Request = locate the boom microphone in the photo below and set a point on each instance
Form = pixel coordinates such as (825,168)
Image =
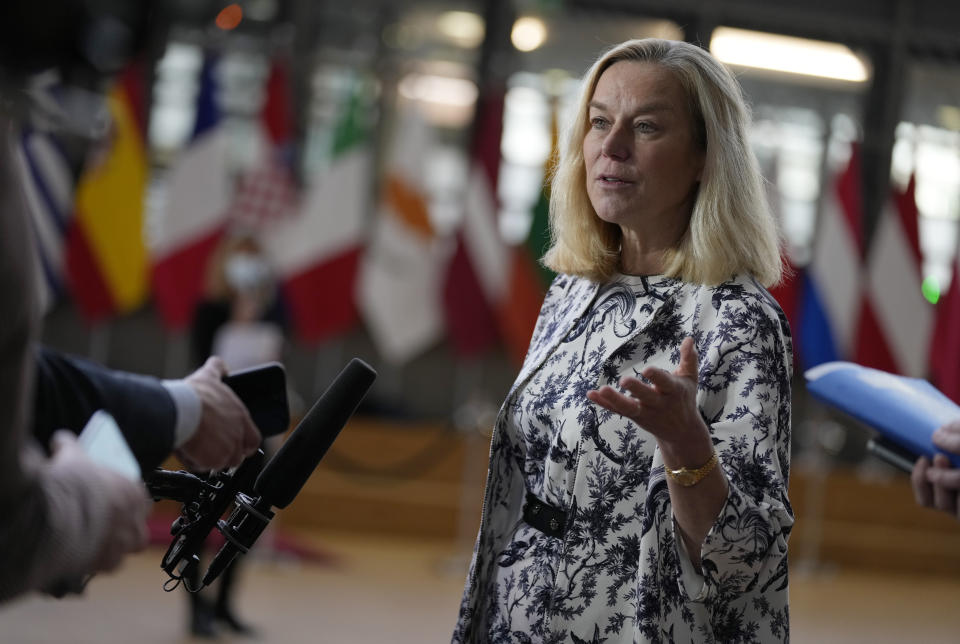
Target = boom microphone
(287,472)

REQUIRED ACTION:
Your answer must be an exact copy of the records above, with every picture left out.

EXERCISE SOLUTION:
Request = locate the boom microphone in the photo below and set a point on each instance
Form = pixel coordinates such as (825,168)
Image =
Target = boom microphone
(287,472)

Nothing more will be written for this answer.